##### Text #####
All provide a selection of hot food to grab on-the-go. Customers can buy a hot dog, a baked sweet potato, a couple of tea-steeped boiled eggs, some corn on the cob or a steamed pork bun at any time.
Or they can opt for something more complicated, like a bowl of oden or some pineapple bitter gourd chicken soup.
For something fancier they might choose a dish of soy sesame chicken, some grilled fish, a burger, or a bowl of spaghetti bolognese – dishes which have been specially prepared by local restaurants. They can put these in the in-store microwave to warm them up. There is always help available if you need it.
There are freshly made sandwiches in a variety of unusual and delicious flavours, packs of chilled chicken teriyaki, or cubed egg whites, as well as curries, pre-prepared bento boxes, potato salads and a range of onigiri – small triangles of sticky rice filled with salmon, pork floss or various other flavourings, wrapped inside a thin sheet of crispy seaweed. There is also a range of fresh fruits and salads with dressings. Japanese? Italian? Thousand Island?
It’s not much of an exaggeration to say that the average Taiwanese convenience store could provide you with a different meal for every day of the year.
##### Material shown #####
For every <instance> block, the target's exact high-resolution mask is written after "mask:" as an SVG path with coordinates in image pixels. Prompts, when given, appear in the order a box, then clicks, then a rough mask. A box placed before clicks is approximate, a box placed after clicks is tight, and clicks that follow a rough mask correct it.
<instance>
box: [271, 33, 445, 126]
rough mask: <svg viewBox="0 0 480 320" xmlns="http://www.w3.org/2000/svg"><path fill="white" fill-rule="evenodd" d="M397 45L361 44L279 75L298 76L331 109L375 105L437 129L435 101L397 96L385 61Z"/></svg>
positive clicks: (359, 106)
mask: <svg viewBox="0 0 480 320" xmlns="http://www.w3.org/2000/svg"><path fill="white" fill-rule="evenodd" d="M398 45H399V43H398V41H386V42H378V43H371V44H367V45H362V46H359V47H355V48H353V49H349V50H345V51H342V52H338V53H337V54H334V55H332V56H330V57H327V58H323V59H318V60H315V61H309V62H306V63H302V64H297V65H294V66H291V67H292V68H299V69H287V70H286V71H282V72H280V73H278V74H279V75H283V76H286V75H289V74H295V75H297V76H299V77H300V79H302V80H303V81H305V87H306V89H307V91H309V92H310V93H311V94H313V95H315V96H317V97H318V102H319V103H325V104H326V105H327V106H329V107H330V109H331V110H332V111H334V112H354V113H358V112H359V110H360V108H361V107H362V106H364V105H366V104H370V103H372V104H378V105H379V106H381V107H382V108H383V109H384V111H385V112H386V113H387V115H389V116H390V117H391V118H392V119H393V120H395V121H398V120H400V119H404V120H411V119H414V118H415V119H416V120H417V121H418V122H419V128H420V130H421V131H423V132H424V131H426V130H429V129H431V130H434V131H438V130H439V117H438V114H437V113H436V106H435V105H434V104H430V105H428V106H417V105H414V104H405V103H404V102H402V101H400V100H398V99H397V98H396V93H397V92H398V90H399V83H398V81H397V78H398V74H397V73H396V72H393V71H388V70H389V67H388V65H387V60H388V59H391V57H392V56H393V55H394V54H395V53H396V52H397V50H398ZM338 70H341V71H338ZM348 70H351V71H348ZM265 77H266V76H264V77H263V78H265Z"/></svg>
#####
Assigned task ::
Do these statements agree with the text on Taiwanese convenience store food? For each, answer yes or no and quote the words from the text that decide it. 1. Dishes prepared by local restaurants can be warmed in a microwave in the store. 2. Onigiri come wrapped in a thick sheet of soft seaweed. 3. Hot food such as a steamed pork bun is sold only at certain hours.

Response to this task ::
1. Yes: "They can put these in the in-store microwave to warm them up."
2. No: "wrapped inside a thin sheet of crispy seaweed."
3. No: "Customers can buy a hot dog, a baked sweet potato, a couple of tea-steeped boiled eggs, some corn on the cob or a steamed pork bun at any time."